■ **Goal of the exercise**
Transcribe the records below in full; pictures stay out of the copy.

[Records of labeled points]
-------------------------
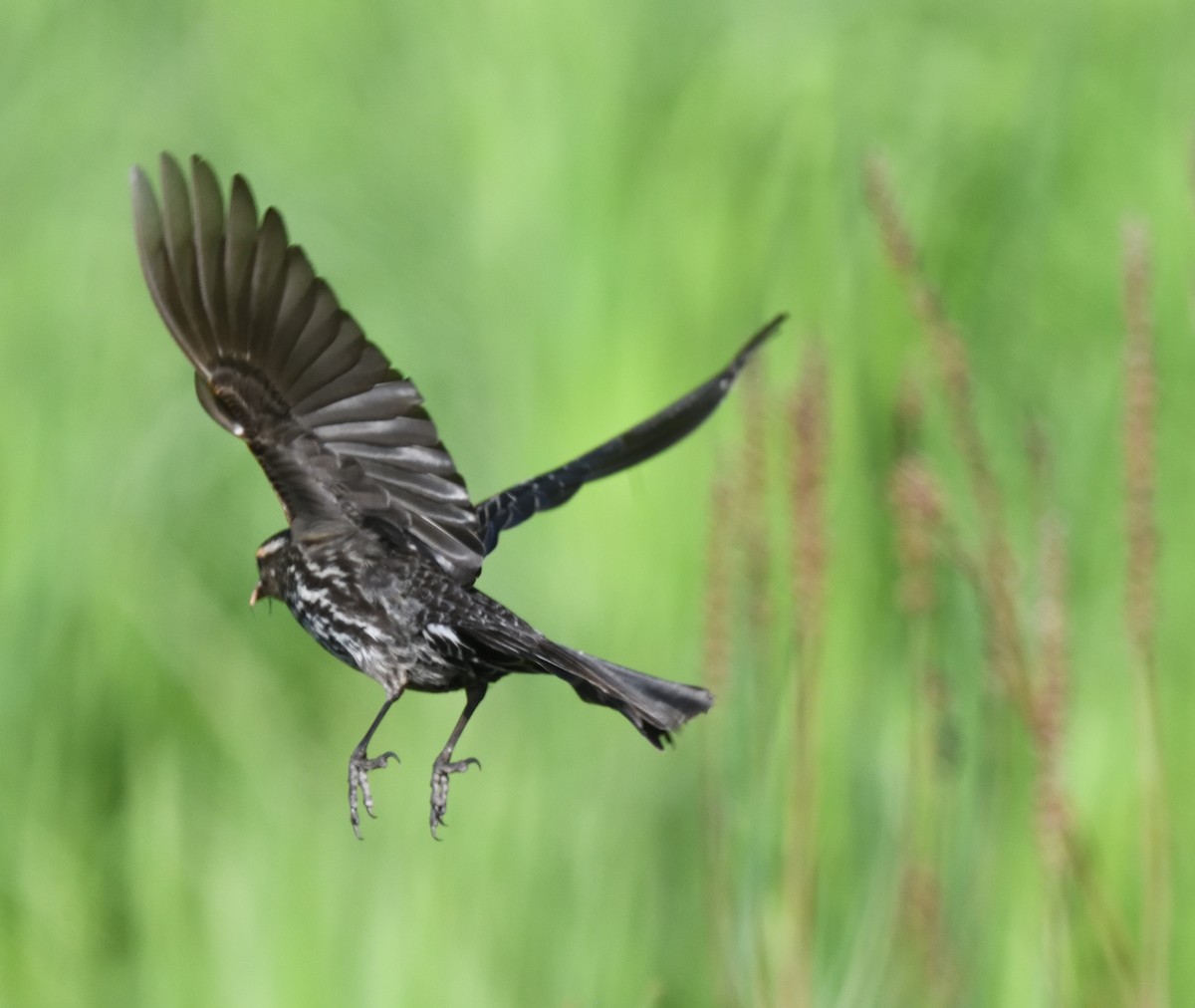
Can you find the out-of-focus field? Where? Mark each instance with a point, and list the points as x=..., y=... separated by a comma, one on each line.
x=943, y=586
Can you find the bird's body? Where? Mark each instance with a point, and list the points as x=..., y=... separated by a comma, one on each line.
x=383, y=547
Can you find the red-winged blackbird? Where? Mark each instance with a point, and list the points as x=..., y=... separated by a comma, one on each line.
x=383, y=544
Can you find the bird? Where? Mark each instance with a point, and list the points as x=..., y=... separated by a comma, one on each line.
x=382, y=544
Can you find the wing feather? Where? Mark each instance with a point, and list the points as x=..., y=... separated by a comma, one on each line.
x=342, y=436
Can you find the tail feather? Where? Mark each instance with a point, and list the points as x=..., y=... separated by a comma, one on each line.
x=656, y=707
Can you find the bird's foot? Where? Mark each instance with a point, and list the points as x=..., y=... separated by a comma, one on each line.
x=358, y=782
x=440, y=771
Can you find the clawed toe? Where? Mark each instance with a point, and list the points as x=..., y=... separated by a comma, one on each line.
x=358, y=785
x=440, y=774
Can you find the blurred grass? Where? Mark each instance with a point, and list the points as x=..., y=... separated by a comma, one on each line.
x=555, y=218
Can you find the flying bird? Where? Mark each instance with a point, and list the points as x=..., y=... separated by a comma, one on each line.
x=383, y=544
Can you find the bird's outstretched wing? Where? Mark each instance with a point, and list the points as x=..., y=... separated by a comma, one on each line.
x=550, y=489
x=342, y=436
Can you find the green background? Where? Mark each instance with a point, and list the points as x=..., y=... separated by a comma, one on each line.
x=556, y=216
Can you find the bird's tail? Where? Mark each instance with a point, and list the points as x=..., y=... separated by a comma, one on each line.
x=656, y=707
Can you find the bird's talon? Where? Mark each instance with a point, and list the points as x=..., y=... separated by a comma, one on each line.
x=358, y=785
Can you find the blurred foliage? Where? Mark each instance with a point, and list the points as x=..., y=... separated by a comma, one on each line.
x=556, y=216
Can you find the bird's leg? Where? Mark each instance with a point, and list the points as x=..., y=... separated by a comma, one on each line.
x=443, y=764
x=359, y=765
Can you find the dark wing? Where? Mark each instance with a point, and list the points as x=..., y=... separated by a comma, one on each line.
x=341, y=434
x=666, y=428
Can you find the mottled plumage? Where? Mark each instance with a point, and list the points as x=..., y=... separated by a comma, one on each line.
x=383, y=544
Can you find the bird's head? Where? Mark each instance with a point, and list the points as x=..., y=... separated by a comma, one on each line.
x=270, y=566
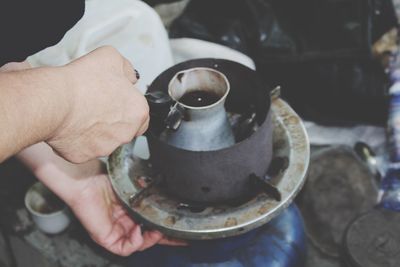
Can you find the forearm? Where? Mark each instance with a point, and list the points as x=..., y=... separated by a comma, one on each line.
x=59, y=175
x=33, y=103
-------------------------
■ **Result for this exercise**
Can you find the out-of-focus field? Where? Mark each instance with a point, and list the points as x=..., y=... separated by a comma, one on each line.
x=943, y=586
Can you find the bird's body? Where? Mark each instance with a point, and list the points as x=..., y=... separated by a comma, one on each line.
x=383, y=547
Can you find the red-winged blackbird? Where? Mark each instance with a point, and list the points as x=..., y=... separated by a comma, one on each line.
x=383, y=544
Can you find the bird? Where? Mark each instance with a point, and list the points as x=..., y=... separated by a comma, one on each line.
x=382, y=544
Can you find the wing feather? Where? Mark each instance with a point, and list the points as x=..., y=... separated by a comma, one on each line.
x=342, y=436
Can you find the tail feather? Where? Mark each instance with a point, and list the points as x=..., y=... separated by a comma, one on each line.
x=656, y=707
Can you find the bird's foot? Where? Mark each instance with a point, and list the points as x=..., y=... separated by a comma, one on each line.
x=358, y=782
x=440, y=771
Can you find the clawed toe? Where? Mark each instance with a point, and list the points as x=..., y=... separated by a comma, one on each line.
x=358, y=785
x=440, y=774
Can you find the blurred grass? Where? Mark each instance with a point, and list the points as x=..., y=... separated by a comma, one on each line.
x=555, y=218
Can you find the flying bird? Where? Mark each instance with a point, and list the points as x=..., y=... separated by a comma, one on each line.
x=383, y=544
Can you find the bird's outstretched wing? Where? Mark each instance with a point, and list the points as x=..., y=... separated by a comma, one on each line.
x=550, y=489
x=342, y=436
Can you find the green background? Where? Mark each instance with a point, and list the points as x=..., y=... separated by a comma, one on each line.
x=556, y=216
Can you find the bird's tail? Where? Mark each instance with a point, and list the points as x=..., y=... separated by a comma, one on each line.
x=656, y=707
Can you find the bird's talon? Where? Mark each instance with a point, and list the points as x=..., y=... separated by a comma, one on each line.
x=358, y=785
Can you find the blurred foliage? Where? Mark each instance with a point, and list the points as x=..., y=... separated by a comma, one on each line.
x=556, y=216
Can you find the bird's leg? Where? Mark each instance with a point, and list the points as x=..., y=... separated by a comma, one on each line.
x=443, y=764
x=359, y=765
Can you find the dark wing? Where? Mark each instance with a point, and list the points as x=..., y=... separated by a comma, one on each line.
x=341, y=434
x=666, y=428
Can you find the mottled plumage? Where? Mark each instance with a point, and list the points as x=..., y=... separated by a comma, one on each line.
x=383, y=544
Can you find the bird's head? Where? Mark each instance with a point, and list the points as x=..., y=... separated by a comma, one on each line.
x=270, y=566
Can you find the forearm? Where? Mark each instance with a point, and list the points as x=..., y=... separated by a comma, one on each line.
x=59, y=175
x=33, y=103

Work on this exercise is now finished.